● **Do this**
Retype exactly the stretch of lines that begins at the line containing "Target: wooden shutter" and ends at the last line of the data, with no other lines.

● **Data supplied**
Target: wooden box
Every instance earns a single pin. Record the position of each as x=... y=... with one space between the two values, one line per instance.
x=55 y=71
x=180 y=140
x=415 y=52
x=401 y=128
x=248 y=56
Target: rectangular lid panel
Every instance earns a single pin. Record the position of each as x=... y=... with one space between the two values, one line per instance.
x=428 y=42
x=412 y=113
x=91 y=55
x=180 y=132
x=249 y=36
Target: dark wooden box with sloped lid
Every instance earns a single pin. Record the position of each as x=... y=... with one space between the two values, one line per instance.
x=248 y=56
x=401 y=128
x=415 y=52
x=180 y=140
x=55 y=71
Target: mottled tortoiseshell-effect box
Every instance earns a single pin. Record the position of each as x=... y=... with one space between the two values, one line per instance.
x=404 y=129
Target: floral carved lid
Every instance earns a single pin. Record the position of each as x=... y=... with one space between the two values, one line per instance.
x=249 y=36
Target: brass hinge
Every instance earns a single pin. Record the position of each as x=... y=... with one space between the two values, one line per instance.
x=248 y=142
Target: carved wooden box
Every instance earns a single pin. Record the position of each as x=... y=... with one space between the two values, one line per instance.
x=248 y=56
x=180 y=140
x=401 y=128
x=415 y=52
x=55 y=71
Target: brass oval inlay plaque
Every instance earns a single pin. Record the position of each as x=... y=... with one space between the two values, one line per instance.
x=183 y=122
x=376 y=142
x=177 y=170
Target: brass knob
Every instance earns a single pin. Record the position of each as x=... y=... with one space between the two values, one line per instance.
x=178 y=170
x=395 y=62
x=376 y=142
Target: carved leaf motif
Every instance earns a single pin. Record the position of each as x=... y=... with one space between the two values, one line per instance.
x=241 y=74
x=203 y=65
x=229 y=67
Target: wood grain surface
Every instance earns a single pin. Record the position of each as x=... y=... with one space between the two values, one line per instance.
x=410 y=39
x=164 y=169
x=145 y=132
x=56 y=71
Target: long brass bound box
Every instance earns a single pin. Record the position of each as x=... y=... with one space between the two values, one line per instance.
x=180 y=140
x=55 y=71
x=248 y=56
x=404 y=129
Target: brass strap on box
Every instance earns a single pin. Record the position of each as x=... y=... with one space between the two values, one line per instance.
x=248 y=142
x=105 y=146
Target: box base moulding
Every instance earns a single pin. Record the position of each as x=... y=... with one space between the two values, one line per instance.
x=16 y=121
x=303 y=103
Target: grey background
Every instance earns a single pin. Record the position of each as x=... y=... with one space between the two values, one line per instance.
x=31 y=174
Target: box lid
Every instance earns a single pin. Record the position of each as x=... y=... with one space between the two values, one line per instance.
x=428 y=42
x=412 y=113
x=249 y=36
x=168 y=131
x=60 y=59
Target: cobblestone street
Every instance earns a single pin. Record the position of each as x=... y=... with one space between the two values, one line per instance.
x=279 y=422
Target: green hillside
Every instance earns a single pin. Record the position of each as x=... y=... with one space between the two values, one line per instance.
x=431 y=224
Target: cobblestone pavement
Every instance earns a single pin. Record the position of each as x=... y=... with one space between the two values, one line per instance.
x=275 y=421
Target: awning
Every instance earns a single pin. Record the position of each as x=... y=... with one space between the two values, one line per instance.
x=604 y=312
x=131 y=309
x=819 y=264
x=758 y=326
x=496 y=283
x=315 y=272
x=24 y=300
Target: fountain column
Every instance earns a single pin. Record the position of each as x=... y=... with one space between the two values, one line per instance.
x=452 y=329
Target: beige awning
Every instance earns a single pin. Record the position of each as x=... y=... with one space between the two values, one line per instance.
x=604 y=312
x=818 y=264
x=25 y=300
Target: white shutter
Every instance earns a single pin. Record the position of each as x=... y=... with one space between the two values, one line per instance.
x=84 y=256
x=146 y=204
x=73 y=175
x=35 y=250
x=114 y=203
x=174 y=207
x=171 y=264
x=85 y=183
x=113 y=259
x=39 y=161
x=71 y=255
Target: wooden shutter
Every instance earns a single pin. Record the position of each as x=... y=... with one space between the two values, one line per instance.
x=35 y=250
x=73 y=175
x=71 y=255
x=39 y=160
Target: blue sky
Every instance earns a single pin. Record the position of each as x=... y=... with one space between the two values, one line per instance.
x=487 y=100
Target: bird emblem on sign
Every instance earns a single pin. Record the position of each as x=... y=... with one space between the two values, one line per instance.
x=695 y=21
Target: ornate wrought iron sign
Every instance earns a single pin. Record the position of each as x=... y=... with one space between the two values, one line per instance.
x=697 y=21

● **Result of the task**
Target: wooden shutter
Every instance earns a single pin. Record the position of each as x=... y=... with one space between the two values, one line per instance.
x=35 y=250
x=73 y=175
x=71 y=255
x=39 y=160
Target: blue sky
Every instance earns a single pin. Record the position of each as x=... y=... with one space between the two values, one line per instance.
x=487 y=100
Target: bird emblem on sign
Every instance earns a single pin. Record the position of each as x=... y=... with one space between the two values, one line per instance.
x=695 y=21
Target: ornate wrought iron sign
Every instance earns a single pin. Record the position of each as x=... y=... with one space between the two values, one line per instance.
x=697 y=21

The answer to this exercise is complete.